THE REQUEST: Count the lines in the listing below that contain the string "rooftop", and give only that number.

Named region outline listing:

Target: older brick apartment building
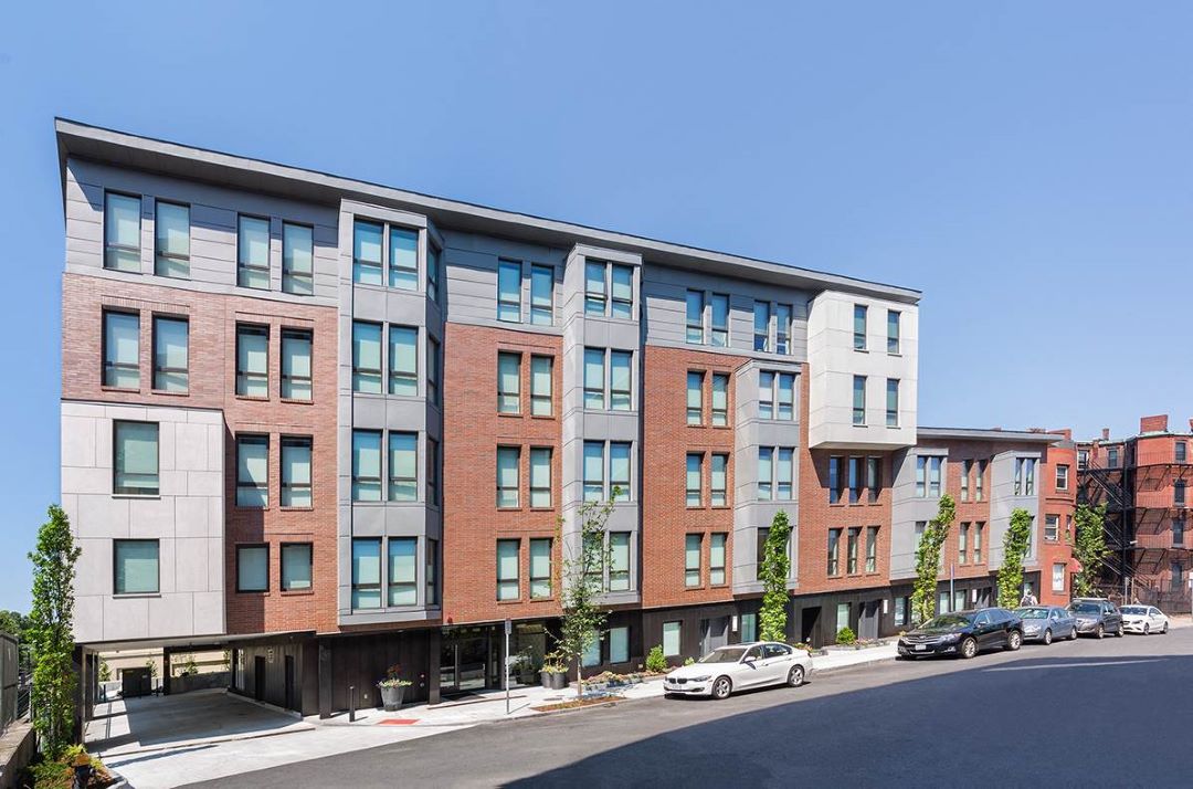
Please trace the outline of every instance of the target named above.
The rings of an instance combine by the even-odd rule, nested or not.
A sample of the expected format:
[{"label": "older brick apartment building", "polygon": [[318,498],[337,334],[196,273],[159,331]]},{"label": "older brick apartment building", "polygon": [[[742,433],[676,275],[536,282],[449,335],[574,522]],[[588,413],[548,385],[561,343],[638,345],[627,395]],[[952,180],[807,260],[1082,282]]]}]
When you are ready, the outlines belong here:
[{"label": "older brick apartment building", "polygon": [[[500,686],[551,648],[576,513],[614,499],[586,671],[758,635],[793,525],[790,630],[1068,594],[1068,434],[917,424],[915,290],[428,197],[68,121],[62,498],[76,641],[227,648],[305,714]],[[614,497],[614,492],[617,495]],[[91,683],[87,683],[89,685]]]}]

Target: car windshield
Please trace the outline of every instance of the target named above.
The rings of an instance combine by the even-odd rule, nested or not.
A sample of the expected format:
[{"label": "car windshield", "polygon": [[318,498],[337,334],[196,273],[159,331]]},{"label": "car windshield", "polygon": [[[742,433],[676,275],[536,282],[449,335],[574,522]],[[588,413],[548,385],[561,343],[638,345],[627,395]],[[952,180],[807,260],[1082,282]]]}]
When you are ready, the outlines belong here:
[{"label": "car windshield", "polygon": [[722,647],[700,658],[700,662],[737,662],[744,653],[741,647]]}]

...

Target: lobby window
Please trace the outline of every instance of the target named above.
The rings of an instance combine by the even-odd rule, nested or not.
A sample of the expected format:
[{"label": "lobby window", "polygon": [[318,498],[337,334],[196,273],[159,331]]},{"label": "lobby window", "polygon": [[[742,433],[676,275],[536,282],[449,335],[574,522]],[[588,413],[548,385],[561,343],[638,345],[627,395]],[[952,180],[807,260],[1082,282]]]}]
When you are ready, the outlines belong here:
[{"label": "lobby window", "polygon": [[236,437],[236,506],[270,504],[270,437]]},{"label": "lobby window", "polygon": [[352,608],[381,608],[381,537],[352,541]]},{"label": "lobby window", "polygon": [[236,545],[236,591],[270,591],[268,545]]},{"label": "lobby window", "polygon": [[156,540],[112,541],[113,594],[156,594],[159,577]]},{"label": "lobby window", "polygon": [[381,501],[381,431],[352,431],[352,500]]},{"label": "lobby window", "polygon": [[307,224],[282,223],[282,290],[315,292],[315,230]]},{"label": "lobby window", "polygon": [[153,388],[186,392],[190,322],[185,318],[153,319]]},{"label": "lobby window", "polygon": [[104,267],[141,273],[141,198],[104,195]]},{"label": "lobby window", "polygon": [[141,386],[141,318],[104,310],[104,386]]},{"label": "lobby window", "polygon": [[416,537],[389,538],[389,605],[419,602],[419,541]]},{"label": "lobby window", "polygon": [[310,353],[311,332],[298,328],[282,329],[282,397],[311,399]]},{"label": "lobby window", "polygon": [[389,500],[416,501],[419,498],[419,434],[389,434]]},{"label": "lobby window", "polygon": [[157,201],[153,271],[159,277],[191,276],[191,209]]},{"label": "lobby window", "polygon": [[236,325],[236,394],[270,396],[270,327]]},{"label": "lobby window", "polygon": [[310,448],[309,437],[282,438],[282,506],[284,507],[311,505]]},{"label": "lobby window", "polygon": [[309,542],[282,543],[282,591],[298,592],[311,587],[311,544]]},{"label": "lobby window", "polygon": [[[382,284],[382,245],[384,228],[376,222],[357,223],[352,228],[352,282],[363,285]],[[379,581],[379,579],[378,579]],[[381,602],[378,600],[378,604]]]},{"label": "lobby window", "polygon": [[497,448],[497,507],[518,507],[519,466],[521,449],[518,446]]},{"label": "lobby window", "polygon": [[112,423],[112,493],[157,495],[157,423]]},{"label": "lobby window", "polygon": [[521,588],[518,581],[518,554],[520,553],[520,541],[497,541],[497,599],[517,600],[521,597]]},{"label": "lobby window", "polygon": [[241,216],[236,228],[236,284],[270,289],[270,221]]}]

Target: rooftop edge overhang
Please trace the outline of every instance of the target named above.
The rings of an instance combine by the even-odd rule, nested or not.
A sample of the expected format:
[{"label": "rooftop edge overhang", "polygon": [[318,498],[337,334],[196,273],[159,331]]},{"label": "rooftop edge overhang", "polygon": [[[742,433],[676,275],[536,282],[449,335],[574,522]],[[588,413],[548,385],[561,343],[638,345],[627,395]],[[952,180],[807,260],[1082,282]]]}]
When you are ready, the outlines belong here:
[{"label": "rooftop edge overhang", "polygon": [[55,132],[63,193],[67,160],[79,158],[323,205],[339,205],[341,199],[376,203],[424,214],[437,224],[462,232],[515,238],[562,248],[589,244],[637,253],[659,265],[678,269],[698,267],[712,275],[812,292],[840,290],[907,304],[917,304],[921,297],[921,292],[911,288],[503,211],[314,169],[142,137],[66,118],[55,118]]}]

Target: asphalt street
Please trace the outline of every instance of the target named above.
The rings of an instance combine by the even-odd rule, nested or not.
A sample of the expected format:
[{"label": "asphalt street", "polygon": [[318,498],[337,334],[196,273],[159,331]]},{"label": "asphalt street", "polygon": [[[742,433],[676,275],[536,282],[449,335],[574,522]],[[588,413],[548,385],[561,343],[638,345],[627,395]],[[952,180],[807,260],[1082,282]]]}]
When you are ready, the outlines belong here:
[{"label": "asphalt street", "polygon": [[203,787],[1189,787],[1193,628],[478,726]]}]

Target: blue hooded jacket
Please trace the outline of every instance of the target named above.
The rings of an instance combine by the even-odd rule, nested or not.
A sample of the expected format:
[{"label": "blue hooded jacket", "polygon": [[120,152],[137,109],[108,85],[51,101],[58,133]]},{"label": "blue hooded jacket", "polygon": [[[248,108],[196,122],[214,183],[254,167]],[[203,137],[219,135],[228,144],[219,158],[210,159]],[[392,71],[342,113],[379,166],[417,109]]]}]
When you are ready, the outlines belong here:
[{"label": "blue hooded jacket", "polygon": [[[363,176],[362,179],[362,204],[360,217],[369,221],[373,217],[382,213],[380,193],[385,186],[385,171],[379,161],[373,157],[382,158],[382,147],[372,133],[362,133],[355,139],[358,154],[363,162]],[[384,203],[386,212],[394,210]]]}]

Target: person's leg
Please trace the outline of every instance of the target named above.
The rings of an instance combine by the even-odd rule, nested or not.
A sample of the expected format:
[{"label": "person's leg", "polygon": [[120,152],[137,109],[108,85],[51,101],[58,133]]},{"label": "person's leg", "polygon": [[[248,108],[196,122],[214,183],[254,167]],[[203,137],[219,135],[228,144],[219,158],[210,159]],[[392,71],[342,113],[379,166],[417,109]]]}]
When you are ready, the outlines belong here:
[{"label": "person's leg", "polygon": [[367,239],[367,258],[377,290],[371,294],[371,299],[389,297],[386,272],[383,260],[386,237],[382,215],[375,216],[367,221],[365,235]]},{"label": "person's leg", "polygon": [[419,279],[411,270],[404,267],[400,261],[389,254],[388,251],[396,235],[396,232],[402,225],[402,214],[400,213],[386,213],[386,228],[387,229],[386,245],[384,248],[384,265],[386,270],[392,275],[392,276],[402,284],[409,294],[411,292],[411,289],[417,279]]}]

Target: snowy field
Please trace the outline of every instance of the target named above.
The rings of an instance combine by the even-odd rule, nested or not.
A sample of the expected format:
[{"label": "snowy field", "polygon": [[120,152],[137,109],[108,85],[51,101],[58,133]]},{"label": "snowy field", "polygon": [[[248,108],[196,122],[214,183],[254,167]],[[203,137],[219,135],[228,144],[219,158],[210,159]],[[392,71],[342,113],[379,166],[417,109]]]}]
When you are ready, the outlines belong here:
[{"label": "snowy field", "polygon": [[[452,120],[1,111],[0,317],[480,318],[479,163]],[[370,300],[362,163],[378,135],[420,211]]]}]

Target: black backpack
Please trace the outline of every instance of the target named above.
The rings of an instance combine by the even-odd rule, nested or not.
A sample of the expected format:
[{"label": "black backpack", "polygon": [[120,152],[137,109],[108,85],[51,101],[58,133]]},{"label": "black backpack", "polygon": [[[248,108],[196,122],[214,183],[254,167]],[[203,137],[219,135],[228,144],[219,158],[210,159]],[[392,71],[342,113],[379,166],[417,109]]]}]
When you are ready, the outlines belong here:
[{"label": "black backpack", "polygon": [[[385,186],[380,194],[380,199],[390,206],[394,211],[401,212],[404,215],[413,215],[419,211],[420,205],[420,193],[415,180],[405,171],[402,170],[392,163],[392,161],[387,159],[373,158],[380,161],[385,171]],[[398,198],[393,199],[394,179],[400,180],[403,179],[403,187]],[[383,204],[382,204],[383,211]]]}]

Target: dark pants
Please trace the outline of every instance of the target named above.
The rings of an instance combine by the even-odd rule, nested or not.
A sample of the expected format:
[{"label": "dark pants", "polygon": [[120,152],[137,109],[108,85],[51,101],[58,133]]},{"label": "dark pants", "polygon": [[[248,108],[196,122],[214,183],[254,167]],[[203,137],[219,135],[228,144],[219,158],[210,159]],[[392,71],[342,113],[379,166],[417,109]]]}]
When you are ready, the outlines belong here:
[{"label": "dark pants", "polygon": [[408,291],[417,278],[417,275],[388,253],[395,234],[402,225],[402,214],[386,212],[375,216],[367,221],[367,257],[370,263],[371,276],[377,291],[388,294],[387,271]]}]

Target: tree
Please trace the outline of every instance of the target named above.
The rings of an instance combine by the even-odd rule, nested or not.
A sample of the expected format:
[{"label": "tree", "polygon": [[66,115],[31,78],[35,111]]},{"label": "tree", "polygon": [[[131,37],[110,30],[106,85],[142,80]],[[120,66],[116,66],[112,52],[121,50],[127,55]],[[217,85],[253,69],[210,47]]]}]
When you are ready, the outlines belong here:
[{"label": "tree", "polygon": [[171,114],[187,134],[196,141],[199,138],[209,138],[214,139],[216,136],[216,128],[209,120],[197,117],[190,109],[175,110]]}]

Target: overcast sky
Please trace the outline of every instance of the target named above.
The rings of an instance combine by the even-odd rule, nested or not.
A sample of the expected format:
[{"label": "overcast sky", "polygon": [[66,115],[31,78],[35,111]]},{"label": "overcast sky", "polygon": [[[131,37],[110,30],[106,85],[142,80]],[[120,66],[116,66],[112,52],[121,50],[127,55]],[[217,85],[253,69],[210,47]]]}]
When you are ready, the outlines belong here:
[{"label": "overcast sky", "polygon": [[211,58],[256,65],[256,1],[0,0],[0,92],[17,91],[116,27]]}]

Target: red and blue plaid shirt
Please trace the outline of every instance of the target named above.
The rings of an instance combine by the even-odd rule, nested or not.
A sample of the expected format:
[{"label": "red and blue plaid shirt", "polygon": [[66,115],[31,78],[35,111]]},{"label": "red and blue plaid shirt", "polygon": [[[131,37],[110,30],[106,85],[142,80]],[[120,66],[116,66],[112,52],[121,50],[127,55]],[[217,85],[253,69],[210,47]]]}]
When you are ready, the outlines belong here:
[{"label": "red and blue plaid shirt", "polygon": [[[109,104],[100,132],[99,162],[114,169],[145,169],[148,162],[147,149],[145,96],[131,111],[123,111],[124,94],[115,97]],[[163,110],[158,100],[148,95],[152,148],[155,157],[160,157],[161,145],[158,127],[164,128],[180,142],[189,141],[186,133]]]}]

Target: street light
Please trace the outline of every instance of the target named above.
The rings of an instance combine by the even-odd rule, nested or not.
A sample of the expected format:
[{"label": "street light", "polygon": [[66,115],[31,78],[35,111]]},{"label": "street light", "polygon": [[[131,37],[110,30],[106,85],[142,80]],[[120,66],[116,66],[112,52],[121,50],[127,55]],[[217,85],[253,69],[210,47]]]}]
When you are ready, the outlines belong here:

* * *

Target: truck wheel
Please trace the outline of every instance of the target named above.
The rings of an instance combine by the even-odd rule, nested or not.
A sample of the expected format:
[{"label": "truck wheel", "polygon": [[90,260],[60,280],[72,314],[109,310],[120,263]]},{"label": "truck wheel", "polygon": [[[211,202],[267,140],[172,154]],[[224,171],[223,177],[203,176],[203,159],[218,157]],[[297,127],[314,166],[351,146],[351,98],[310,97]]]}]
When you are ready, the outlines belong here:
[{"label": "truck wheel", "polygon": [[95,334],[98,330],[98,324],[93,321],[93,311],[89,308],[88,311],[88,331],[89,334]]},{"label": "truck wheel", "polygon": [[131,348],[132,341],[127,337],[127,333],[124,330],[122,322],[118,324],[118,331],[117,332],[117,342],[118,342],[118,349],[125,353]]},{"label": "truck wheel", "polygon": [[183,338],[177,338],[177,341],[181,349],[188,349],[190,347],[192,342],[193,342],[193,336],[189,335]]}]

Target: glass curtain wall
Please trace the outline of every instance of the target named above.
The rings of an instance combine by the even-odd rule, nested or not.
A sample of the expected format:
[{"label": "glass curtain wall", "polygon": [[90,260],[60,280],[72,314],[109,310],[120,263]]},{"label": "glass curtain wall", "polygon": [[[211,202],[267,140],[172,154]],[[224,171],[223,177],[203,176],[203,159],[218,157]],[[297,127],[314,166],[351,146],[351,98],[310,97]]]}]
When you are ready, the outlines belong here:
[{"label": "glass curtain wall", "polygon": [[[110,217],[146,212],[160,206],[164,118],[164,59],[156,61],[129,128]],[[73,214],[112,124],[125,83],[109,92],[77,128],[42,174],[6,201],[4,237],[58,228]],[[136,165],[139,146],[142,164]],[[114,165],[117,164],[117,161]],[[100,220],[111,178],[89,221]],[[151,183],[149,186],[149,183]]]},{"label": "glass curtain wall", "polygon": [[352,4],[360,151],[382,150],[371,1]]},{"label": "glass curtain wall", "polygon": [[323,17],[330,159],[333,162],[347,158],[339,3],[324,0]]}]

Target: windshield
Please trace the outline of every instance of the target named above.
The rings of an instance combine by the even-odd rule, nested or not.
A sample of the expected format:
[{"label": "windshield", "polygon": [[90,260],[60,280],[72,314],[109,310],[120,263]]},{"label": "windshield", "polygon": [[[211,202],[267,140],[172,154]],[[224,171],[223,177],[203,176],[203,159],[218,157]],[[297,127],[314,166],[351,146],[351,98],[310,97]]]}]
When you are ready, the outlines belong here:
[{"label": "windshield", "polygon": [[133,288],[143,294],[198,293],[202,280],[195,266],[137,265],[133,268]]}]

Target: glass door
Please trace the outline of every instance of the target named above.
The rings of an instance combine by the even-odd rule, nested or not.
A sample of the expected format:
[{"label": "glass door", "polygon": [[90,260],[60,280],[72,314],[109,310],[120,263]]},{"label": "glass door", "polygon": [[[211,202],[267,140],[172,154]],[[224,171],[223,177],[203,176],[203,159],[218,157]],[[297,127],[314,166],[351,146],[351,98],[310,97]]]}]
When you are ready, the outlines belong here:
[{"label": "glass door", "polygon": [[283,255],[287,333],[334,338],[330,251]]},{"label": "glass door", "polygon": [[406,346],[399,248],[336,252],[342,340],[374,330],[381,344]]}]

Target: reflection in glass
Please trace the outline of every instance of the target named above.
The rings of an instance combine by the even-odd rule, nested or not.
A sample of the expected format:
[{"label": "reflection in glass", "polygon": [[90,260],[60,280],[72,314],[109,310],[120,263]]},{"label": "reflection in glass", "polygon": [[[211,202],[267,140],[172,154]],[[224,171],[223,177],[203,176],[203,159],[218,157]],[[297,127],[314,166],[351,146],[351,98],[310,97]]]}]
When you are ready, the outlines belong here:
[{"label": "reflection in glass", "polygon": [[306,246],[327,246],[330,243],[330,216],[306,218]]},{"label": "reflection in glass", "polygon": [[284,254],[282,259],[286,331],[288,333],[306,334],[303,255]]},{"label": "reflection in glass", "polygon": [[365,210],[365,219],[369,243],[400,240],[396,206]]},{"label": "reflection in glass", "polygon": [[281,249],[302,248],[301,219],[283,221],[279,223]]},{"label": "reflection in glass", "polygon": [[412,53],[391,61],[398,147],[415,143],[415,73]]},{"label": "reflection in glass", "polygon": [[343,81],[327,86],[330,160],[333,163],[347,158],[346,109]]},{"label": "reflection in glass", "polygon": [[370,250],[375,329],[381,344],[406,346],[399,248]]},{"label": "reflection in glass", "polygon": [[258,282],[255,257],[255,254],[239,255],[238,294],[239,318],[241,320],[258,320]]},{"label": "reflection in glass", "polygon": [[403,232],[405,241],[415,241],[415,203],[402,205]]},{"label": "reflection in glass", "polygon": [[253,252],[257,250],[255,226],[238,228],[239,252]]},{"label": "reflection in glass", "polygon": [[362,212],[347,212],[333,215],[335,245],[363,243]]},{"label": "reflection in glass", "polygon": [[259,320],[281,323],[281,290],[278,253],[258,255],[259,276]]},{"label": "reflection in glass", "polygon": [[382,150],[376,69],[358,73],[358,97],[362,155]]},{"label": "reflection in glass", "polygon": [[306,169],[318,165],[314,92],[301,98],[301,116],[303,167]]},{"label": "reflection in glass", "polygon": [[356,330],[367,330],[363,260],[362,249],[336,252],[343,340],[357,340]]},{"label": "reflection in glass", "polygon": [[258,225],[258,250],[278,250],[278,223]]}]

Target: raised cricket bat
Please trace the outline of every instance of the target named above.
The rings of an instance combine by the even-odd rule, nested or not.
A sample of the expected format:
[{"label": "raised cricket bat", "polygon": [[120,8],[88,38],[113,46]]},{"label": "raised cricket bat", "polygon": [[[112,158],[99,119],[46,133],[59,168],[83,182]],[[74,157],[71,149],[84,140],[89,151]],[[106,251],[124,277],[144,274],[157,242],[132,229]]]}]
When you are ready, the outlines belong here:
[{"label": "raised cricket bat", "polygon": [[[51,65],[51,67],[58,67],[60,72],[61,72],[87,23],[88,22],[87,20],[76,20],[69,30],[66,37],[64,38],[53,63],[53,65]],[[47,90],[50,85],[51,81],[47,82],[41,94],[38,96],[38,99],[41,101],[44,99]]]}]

RESPONSE TO THIS TASK: 3